After Martin's message, I've decided it's high time to write this.
I believe the Unicode Consortium needs to define some reserved characters
for *script* tagging, at least for CJK. I believe that though true language
tags have other purposes which may be useful, distinguishing CJK is the one
important thing that is needed in international plain text, and ACAP could
probably get away with just that.
Let me tell a little story:
As you may know, I am working on the internationalization of Eudora (among
other things) on the Macintosh. Let us start with the following working
assumptions:
1. The Macintosh WorldScript Manager gives me the ability to let the user
edit multiple-script plain text. Though encoded at the low-level using font
information on the Mac, there is a way to specify "default font for this
script", thus leaving me with multi-script runs of plain text. There is no
style information other than the script tag.
2. The script information is important to the user, not for display in the
"appropriate" font (which is nice, but not completely vital), but as an
absolute requirement to choose the correct input methods. It would be
unacceptable to have the user edit Japanese text using a Chinese input
method. On the Macintosh, you can have Japanese and Chinese input methods
installed at the same time, and the UI automatically chooses which one to
use based on the script of the text. (Remember, the script of the text was
predetermined by either what input method the user chose to type it in
originally, or from some external information).

Challenge 1: Can you output the rows below as a JSON list of strings, one string per line and blank lines left out, covering only the part that opens with the line containing "bead and report the position of each." and runs through the end of the rows?

Data listing:
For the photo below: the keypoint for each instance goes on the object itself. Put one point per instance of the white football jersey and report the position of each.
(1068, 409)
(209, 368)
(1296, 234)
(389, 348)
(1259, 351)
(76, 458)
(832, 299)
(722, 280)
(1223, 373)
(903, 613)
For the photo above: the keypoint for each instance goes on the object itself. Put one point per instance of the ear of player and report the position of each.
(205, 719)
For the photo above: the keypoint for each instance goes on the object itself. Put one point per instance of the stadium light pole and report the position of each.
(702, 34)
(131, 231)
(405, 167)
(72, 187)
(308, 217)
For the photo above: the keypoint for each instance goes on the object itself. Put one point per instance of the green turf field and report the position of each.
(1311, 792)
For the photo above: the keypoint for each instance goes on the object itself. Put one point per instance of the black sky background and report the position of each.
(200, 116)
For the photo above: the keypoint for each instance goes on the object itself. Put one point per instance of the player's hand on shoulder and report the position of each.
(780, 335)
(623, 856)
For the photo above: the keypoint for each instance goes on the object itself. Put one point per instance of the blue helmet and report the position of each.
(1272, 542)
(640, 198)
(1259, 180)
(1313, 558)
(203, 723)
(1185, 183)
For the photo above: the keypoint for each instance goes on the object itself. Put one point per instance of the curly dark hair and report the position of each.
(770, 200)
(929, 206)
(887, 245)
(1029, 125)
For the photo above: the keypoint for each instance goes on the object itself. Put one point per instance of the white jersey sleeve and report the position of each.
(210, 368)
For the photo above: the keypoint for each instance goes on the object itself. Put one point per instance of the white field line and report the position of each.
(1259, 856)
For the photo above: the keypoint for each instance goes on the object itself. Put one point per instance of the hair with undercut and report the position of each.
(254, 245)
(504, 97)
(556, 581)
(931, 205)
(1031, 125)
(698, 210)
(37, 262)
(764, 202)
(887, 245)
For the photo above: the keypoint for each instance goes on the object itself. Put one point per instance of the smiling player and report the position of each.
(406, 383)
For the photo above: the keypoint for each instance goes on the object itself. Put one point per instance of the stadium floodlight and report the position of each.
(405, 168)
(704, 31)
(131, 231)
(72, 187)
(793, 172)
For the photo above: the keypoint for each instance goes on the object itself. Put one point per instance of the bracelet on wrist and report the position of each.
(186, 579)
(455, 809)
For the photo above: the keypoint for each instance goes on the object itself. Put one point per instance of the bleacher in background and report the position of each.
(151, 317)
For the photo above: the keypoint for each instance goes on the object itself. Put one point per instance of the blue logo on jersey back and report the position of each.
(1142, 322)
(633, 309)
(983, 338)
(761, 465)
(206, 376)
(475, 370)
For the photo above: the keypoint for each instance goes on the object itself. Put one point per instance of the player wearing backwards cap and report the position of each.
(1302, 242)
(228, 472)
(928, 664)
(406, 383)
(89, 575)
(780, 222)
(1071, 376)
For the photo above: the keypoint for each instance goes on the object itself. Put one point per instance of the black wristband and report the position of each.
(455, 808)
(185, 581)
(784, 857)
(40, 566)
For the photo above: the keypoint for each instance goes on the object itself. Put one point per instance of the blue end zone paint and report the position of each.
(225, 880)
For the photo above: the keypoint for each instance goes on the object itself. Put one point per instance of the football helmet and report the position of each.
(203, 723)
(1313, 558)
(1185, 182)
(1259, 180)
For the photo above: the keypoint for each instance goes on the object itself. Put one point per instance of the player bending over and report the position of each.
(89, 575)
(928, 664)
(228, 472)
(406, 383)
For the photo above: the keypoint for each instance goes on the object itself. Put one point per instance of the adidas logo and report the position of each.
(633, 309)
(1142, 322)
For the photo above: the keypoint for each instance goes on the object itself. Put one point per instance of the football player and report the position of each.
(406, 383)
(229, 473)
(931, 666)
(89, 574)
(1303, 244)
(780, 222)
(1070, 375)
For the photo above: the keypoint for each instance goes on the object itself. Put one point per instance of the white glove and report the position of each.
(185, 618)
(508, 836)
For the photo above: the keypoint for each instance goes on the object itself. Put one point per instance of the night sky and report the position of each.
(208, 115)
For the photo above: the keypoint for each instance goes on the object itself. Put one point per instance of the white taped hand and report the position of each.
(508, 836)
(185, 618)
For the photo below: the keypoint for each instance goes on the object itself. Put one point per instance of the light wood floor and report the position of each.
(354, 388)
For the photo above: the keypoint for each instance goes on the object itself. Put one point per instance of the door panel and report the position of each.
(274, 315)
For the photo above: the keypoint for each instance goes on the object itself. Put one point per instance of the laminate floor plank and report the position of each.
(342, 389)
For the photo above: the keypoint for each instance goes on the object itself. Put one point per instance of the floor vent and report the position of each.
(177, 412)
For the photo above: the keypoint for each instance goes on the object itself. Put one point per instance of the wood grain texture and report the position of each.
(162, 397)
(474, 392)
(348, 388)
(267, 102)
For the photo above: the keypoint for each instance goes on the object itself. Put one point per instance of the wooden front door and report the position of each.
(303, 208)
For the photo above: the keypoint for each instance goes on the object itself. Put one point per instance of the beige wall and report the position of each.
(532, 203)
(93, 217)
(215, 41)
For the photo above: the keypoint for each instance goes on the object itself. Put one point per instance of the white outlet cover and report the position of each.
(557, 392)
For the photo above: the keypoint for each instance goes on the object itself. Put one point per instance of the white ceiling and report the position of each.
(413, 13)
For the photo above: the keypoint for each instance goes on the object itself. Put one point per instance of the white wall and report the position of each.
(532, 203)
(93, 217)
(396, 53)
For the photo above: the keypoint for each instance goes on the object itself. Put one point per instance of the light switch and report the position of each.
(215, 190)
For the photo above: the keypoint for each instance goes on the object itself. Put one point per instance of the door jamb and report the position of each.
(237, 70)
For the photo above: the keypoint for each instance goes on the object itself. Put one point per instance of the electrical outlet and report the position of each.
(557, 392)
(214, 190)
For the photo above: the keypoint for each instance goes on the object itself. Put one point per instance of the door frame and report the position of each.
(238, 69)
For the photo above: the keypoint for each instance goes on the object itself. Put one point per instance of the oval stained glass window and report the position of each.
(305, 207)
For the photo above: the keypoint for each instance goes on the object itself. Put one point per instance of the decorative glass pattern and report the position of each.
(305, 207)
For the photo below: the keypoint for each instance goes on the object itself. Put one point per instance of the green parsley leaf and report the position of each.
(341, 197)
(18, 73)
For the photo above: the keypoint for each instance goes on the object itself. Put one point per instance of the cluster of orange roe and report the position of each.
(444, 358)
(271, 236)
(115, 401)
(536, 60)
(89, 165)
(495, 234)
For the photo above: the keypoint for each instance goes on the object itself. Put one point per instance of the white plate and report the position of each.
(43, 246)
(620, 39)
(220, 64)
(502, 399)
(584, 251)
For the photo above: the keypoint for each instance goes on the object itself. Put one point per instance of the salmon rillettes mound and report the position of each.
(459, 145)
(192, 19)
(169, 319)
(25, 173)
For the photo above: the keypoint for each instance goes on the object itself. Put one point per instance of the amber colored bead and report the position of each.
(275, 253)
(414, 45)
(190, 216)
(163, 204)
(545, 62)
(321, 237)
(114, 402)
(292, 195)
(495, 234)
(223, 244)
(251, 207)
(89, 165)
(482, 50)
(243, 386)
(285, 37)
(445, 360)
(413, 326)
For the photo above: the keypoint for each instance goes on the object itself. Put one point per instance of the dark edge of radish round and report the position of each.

Challenge 2:
Answer these questions about the message on script tagging:
(a) What does the writer believe the Unicode Consortium needs to define, and at least for what?
(b) Which program is the writer internationalizing, and on what platform?
(c) What does the Macintosh UI use to automatically choose between the Japanese and Chinese input methods?

Written response 1:
[
  "For the photo above: the keypoint for each instance goes on the object itself. Put one point per instance of the amber colored bead and report the position of each.",
  "(275, 253)",
  "(414, 45)",
  "(190, 216)",
  "(163, 204)",
  "(545, 62)",
  "(321, 237)",
  "(114, 402)",
  "(292, 195)",
  "(495, 234)",
  "(223, 244)",
  "(251, 207)",
  "(89, 165)",
  "(482, 50)",
  "(243, 386)",
  "(285, 37)",
  "(445, 360)",
  "(413, 326)",
  "For the photo above: the keypoint for each instance goes on the object itself. Put one point per instance of the dark edge of radish round and report the position of each."
]

Written response 2:
(a) Reserved characters for script tagging, at least for CJK.
(b) Eudora, on the Macintosh.
(c) The script of the text.